LATIHAN
A – Tuliskan kembali bagian berita tentang penolakan Gafatar di Kalimantan, mulai dari "Pernyataan sikap ini" sampai "H Sabran Ahmad.".
B – Menurut berita tentang penolakan Gafatar di Kalimantan, pada hari dan tanggal berapa serta di kota mana pernyataan sikap Dewan Adat Dayak se-Kalimantan ditetapkan?
C – Buatlah lanjutan berita tentang penolakan Gafatar di Kalimantan, dimulai sesudah kalimat terakhirnya.

====== TEKS BACAAN ======

Berita Video

Masyarakat Dayak dan Madura se-Kalimantan Tolak Gafatar Kembali ke Kalbar

Kita semua sepakat bahwa setiap warga negara wajib hukumnya, tanpa terkecuali harus tetap mendukung tegaknya Negara Kesatuan Republik Indonesia (NKRI)

Penulis: Tito Ramadhani | Editor: Mirna Tribun

TRIBUNPONTIANAK.CO.ID, PONTIANAK - Masyarakat dayak se-Kalimantan, melalui Majelis Adat Dayak Nasional (MADN) dan masyarakat Madura se-Kalimantan melalui Ikatan Keluarga Madura Rayon Kalimantan, menyampaikan pernyataan sikap terkait keberadaan Gafatar di pulau Kalimantan, di rumah adat Betang, Jl Letjend Sutoyo No 4 A, Pontianak Selatan, Selasa (2/2/2016).

Ketua Dewan Adat Dayak (DAD) Kalbar, Yakobus Kumis menyampaikan pernyataan sikap Dewan Adat Dayak Se-Kalimantan, yang ditetapkan pada Sabtu (30/1/2016) di Banjarmasin, Kalsel

Pernyataan sikap ini ditandatangani pengurus DAD se-Kalimantan, yakni Ketua DAD Kalsel, H Difitriadi Darjat . Ketua DAD Kaltim, Edy Gunawan Areq Lung. Ketua DAD Kalteng, H Sabran Ahmad.

====== DAFTAR MATERI ======

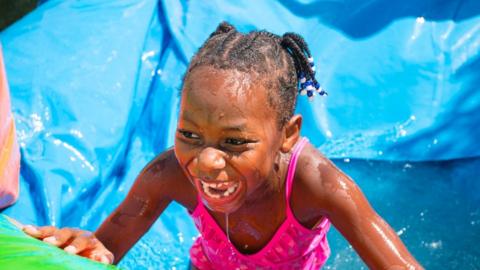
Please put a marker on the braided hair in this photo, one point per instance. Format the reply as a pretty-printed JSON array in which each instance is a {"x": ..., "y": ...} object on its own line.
[{"x": 277, "y": 59}]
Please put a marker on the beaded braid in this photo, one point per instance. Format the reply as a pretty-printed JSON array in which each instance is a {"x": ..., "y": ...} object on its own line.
[
  {"x": 306, "y": 75},
  {"x": 283, "y": 63}
]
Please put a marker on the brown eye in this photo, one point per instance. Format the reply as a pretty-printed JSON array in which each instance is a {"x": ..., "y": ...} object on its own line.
[
  {"x": 189, "y": 135},
  {"x": 233, "y": 141}
]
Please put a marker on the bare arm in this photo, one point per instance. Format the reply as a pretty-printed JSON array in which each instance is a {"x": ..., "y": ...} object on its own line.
[
  {"x": 339, "y": 198},
  {"x": 147, "y": 199},
  {"x": 156, "y": 186}
]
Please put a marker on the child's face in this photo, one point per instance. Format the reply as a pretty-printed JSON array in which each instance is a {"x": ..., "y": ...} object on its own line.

======

JAWABAN SETIAP TUGAS
A –
Pernyataan sikap ini ditandatangani pengurus DAD se-Kalimantan, yakni Ketua DAD Kalsel, H Difitriadi Darjat . Ketua DAD Kaltim, Edy Gunawan Areq Lung. Ketua DAD Kalteng, H Sabran Ahmad.

B – Pada Sabtu (30/1/2016) di Banjarmasin, Kalsel.

C –
Perwakilan DAD Kaltara, Wiranegara Tan SIP. Ketua DAD Kalbar, Yakobus Kumis serta disahkan Presiden MADN,Cornelis MH. Sebagai upaya menjaga keamanan, ketertiban dan kedamaian di pulau Kalimantan, umumnya di Indonesia.

Yakobus mengatakan, dari hasil diskusi dan kajian-kajian, yang berdasarkan pencermatan, pengamatan tentang situasi yang berkembang seputar persoalan Gafatar, dan atas berbagai tanggapan maupun reaksi dari masyarakat se-Kalimantan.

Baik melalui media sosial, pesan singkat maupun pernyataan-pernyataan yang beredar di masyarakat, atau bahkan membaca maupun menyaksikan langsung dari beberapa media lokal dan nasional, baik cetak maupun elektronik dalam beberapa bulan terakhir, maka Majelis Adat Dayak Nasional (MADN) mengambil sejumlah kesimpulan.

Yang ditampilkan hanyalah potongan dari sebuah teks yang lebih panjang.